Decide whether each statement agrees with the assessment report, answering yes or no and quoting the words that settle it. 1. The beta reassessment result was that the service met the Standard. 2. The earlier beta assessment in March 2020 was passed. 3. Test creators are typically Occupational Psychologists and Psychometricians.

[Begin Quoted text]

Take an online test when I apply for a job in the Civil Service beta reassessment report

The report from Cabinet Office's Take an online test when I apply for a job in the Civil Service beta reassessment on 27/01/21

Digital Service Standard assessment report

Take An Online Test When I Apply For A Job in the Civil Service

From: Central Digital and Data Office
Assessment date: 27/01/21
Stage: Beta Reassessment
Result: Met
Service provider: Cabinet Office

Previous assessment reports

Alpha assessment report: Met (13 August 2018)

Beta assessment report: Not Met (25 March 2020)

Service description

The Online Take A Test When I Apply For A Job in the Civil Service also known as Online Tests and Assessments (OTAP) service is part of Government Recruitment Service (GRS), and provides a SaaS platform to develop psychometric tests for recruitment. The tests are developed in-house by the Tests and Assessments (OTAP) team, which includes GRS Occupational Psychologists and a multidisciplinary digital team. Tests are made available by integration with CSJobs, a wider SaaS platform where Recruiters set up vacancies and manage candidate applications, and where job seekers can find and apply for jobs in the Civil Service.

When they advertise a vacancy, Recruiters and Vacancy Holders have the opportunity to add our Online Tests as part of their selection process, alongside other methods like CV and personal statement. For applicants, this means that if a job is set up to require an Online Test, they will need to undertake this as part of their application. The service allows Applicants to complete tests which accurately reflect their ability in a fair and inclusive way, contributing to a more efficient and transparent recruitment journey.

Service users

● applicants - users who are applying for a job in government. They want the role and have often already invested time and effort into researching and applying

● vacancy holders - users who have a vacancy in their team / area that needs to be filled with a good candidate

● recruiters - users who are specialists in Government Recruitment Service (GRS) or department recruitment that advise and support vacancy holders through the recruitment process

● test creators - specialists in GRS or department Human Resources that develop tests and test content (items), typically Occupational Psychologists and Psychometricians

12. Make sure users succeed first time

Decision

The service met point 12 of the Standard.

[End Quoted text]
[Begin Supplied data]

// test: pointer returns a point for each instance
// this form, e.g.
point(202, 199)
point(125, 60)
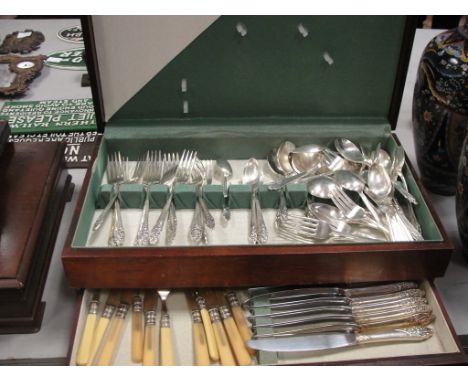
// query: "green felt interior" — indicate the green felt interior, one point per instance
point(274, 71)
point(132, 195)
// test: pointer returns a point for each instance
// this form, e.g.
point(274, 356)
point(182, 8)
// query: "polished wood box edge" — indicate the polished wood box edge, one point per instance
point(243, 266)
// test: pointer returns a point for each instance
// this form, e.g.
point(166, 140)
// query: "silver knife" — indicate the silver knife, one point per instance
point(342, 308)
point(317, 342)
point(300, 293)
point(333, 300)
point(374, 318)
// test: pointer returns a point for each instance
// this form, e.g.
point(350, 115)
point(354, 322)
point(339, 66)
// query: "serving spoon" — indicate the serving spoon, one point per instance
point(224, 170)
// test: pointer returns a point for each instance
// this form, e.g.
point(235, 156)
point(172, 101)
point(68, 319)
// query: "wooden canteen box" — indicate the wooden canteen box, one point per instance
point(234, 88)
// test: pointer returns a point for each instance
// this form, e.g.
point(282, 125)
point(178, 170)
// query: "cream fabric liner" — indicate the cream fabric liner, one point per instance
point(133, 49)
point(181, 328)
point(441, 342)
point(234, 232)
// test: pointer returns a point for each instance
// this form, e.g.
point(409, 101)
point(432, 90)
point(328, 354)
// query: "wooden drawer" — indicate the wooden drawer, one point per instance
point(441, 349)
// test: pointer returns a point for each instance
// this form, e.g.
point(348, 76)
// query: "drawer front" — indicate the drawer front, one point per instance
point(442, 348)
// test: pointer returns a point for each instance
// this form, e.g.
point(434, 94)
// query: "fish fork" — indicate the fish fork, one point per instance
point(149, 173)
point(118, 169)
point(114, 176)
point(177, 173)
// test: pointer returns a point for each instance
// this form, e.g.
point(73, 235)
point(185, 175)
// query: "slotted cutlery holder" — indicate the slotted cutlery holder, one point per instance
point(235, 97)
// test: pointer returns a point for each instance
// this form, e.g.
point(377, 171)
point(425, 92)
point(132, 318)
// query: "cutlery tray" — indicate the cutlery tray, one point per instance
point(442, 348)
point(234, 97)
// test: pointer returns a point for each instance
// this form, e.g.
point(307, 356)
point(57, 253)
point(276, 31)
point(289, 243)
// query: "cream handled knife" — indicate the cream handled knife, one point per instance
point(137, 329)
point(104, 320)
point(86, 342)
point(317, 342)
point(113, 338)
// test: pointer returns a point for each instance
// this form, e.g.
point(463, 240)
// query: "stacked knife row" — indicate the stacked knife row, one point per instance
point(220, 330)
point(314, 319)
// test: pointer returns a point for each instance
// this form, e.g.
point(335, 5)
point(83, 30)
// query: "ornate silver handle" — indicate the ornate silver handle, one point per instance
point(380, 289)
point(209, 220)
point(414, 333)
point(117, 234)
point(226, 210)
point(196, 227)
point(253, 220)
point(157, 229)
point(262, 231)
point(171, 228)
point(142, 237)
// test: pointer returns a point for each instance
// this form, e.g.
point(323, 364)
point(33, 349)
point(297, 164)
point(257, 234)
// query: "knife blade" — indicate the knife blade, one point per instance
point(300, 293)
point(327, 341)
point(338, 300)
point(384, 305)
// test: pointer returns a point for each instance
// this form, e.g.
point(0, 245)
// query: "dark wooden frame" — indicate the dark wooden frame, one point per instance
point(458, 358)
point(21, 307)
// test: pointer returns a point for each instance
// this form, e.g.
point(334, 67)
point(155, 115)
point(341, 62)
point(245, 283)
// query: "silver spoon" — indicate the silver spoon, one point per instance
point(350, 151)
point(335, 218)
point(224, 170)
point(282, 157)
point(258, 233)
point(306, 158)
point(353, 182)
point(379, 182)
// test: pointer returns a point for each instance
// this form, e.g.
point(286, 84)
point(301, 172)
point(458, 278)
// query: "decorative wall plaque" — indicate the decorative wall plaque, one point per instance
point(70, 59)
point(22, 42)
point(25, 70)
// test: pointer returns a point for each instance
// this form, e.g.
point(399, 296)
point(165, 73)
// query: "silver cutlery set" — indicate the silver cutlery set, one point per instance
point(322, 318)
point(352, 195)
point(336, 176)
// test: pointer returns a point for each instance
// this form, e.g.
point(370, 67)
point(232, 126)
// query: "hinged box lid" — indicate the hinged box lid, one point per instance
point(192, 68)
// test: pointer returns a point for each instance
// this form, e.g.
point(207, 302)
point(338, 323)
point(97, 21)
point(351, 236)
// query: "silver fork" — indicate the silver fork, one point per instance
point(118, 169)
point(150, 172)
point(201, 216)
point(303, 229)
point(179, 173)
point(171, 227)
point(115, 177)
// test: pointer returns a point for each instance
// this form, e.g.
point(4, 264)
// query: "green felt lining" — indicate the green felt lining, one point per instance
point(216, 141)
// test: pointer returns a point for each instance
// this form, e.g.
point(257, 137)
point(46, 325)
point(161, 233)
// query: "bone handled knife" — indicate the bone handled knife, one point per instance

[End Supplied data]

# [Solution to the exercise]
1. Yes: "Result: Met"
2. No: "Beta assessment report: Not Met (25 March 2020)"
3. Yes: "typically Occupational Psychologists and Psychometricians"